# 担当課題 1
Rで回帰を実装する本文で、グラム行列の計算に使うカーネルは何ですか。
# 担当課題 2
Rで回帰を実装する本文について、最後の文の後に続く内容を書いてください。

# 本文
線形回帰、カーネル線形回帰をRで実装する
http://d.hatena.ne.jp/sesejun/20090401/p1 で紹介したカーネル多変量解析本の続き。
演習があるべきだ、と言ったが一般にカーネル法だと、与えられた点の数だけ次元を持つ正方行列を扱うので、演習を作っても手で解くのがつらい。だから、こんな風にソースコードを入れてみるのは、どうかと思ったので、このエントリを書いてみた。
線形回帰からカーネル線形回帰までをRで書いてみる(行列扱うのが楽なので)。式番号は、カーネル多変量解析の本に出てくる式番号である(まだ式番号をつけていないところが多いので、後日つけます付けました。2009/4/3)。
- まずは単なるXYプロット。正規分布を鋭角にした感じの点20個。図1.3(P9)の点を真似た。
x1 <- c(-2,-1.69,-1.5,-1.3,-1.1,-0.9,-0.7,-0.48,-0.42,-0.05,0.09,0.39,0.48,0.59,1.0,1.08,1.29,1.5,1.75,2.0) y <- c(-0.19,-0.15,-0.25,-0.2,-0.14,-0.21,0,0.34,0.35,0.8,0.75,0.4,0.2,0.15,-0.05,-0.1,-0.35,-0.39,-0.4,-0.6) plot(x1,y)
- 線形回帰
ここでは、原点を通る直線での回帰を考える。与えられた点の二乗誤差を最小にする直線が、y' = w・X'と書けるとすると、w = (X^t X)^-1 X^t Y (式1.7, P6)なので、次のように回帰直線が書ける。
w <- solve(t(x1) %*% x1) %*% t(x1) %*% y tangent <- function(x) w[1] * x curve(tangent, add = TRUE)
まず、20点x20点のグラム行列を計算する。ここではカーネルとしてガウスカーネルを利用する。

[保存済みのデータ項目]
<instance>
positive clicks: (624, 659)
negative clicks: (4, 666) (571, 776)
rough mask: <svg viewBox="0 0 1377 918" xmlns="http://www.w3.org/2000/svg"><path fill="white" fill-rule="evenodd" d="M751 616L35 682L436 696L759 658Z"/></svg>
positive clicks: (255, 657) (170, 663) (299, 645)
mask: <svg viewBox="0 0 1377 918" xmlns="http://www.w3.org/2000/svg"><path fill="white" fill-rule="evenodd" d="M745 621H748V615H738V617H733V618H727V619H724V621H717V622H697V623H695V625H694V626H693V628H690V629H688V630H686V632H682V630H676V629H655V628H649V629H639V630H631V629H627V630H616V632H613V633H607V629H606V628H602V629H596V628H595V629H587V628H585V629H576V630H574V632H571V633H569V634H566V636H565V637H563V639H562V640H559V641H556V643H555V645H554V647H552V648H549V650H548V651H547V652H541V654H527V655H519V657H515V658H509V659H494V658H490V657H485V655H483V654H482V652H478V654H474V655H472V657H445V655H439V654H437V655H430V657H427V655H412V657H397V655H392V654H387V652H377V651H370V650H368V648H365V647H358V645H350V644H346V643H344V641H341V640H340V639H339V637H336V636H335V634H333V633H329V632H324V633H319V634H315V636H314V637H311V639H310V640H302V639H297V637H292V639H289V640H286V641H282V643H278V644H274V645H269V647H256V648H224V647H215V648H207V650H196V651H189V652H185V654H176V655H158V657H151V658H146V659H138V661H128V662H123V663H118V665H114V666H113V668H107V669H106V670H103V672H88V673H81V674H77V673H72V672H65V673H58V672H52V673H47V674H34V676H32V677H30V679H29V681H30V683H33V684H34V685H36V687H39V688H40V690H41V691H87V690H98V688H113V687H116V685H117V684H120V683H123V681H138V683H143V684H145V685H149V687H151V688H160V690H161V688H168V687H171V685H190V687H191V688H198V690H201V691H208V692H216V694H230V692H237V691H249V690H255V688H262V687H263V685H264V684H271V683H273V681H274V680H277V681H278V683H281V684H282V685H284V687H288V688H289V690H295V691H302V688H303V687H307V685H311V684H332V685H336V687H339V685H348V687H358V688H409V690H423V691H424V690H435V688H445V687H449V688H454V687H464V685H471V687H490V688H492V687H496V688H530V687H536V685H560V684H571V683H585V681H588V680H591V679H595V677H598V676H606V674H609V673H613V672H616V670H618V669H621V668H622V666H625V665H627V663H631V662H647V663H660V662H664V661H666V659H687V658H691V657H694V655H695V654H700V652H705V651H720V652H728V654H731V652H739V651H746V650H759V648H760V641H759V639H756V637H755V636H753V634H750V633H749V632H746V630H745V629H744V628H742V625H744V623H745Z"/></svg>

# 最終回答 1
ガウスカーネルです。

# 最終回答 2
# データの個数。x1とyの大きさは同じと思っている。 n <- length(x1) # カーネル関数を用意する。ここの関数を変更すれば、他のカーネルが利用できる。 # P6, 式1.8参照。 slope <- 0.5 kf.gauss <- function(x1,x2) exp(-1.0 * slope * (x1-x2)^2) # グラム行列の初期化。全部1.0で埋める。 gram <- matrix(data=1.0,nrow=n,ncol=n) # グラム行列を計算する gram <- sapply(x1, function(x) kf.gauss(x,x1)) # 各行毎に計算した場合、こう書ける。for(i in 1:n) { gram[i,] <- sapply(x1, function(x) kf.gauss(x,x1[i])) }
この後、Y = \sum_i \alpha_i \times k(x1_i,X) の \alphaを求めるのだが、計算したグラム行列のランクが14しかないため、逆行列が求められず
# 重みalphaを求める(P8, 式1.14) alpha <- solve(gram) %*% y
とすると、この例題ではエラーになる*1。ここでは少しさぼって、20点中14点だけを使って計算する。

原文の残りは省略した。